TEXT PASSAGE:

Microsoft announced Monday that it will buy GitHub, the popular coding platform where developers share and collaborate on projects, for $7.5 billion worth of Microsoft stock.
“Today, every company is becoming a software company and developers are at the center of digital transformation,” Microsoft said in a news release.
The Redmond, Wash., company, which said it is the most active organization on GitHub, also plans to accelerate the use of the platform by businesses, relying on its sales team, existing corporate partnerships and cloud computing infrastructure.
GitHub will continue to remain an open platform that is independently operated, Microsoft said. The tech giant’s vice president of developer services, Nat Friedman, will become the new head of GitHub. The deal is expected to close later this year if it passes regulatory review.
The pending acquisition arrives at a time of explosive growth for the cloud industry. Cloud services will account for a staggering $186 billion this year — up more than 21 percent from last year — according to estimates by Gartner, an IT research firm. The industry is expected to continue to grow, crossing the $300 billion mark by 2021. GitHub, analysts say, could help Microsoft seize on that growth by drawing new developers to its cloud platform, Azure.
The deal could give Microsoft a more prominent role within the ecosystem of independent cloud developers, who build software that runs on cloud platforms like Azure and Amazon.com’s AWS, said Kirk Materne, an analyst at research firm Evercore ISI, in an investors’ note. That ecosystem has been dominated by Amazon, he said. (Amazon chief executive Jeffrey P. Bezos owns The Washington Post.)
The proposed acquisition also reflects a shifting, more open work culture fostered by chief executive Satya Nadella. Long known for its insular, Windows-dependent ecosystem, experts say that Nadella has pursued a pragmatic business strategy, partnering with outside platforms and businesses. In 2016, Microsoft acquired the software company Xamarin, allowing developers to create Microsoft mobile apps for devices that run on Windows as well as Android and iOS. The GitHub deal echoes that approach by tapping into a wider pool of software developers that use the platform but may not currently develop Windows or Microsoft products.
The deal also reinforces a core aspect of Microsoft’s identity. "Developers or software development has been essential to Microsoft’s business strategy for decades," Jay Vleeschhouwer, the managing director of software research at Griffin Securities, said. "This is logically connected to Microsoft’s DNA around software development.”
Talks of the deal were first reported by Business Insider last week in a report that noted GitHub’s recent reluctance to sell itself to another company; GitHub was previously valued at $2 billion in 2015.
Microsoft's stock closed up 0.87 percent to $101.67 Monday.

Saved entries
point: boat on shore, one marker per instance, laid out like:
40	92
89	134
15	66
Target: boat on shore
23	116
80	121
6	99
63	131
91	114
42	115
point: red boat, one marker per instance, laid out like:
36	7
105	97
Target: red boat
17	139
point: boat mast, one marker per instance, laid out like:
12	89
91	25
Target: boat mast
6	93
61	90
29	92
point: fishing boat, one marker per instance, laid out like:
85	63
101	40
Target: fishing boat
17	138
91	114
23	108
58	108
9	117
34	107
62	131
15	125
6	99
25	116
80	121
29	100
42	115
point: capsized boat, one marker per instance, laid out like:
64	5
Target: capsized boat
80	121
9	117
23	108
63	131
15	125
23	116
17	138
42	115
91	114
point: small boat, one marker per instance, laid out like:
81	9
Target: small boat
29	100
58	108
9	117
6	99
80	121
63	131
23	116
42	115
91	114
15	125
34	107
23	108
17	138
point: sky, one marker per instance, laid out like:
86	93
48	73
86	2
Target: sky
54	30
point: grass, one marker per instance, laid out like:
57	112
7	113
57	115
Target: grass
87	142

--

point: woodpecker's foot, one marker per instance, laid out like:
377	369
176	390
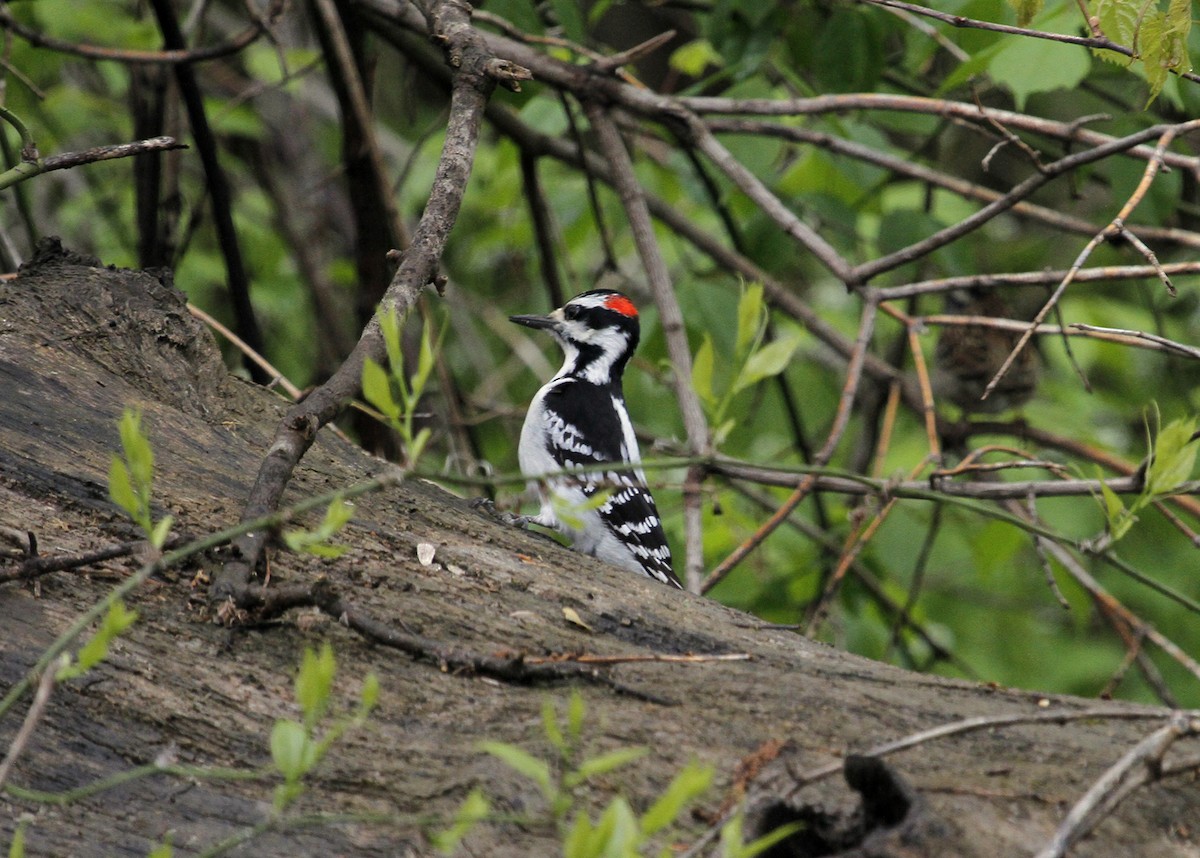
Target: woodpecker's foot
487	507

WORK REQUIRED:
In the article about Microsoft buying GitHub, rewrite the part from "Talks of the" up to and including "to $101.67 Monday.", swapping "reluctance" for "hesitation". Rely only on the article about Microsoft buying GitHub.

PROBLEM SOLUTION:
Talks of the deal were first reported by Business Insider last week in a report that noted GitHub’s recent hesitation to sell itself to another company; GitHub was previously valued at $2 billion in 2015.
Microsoft's stock closed up 0.87 percent to $101.67 Monday.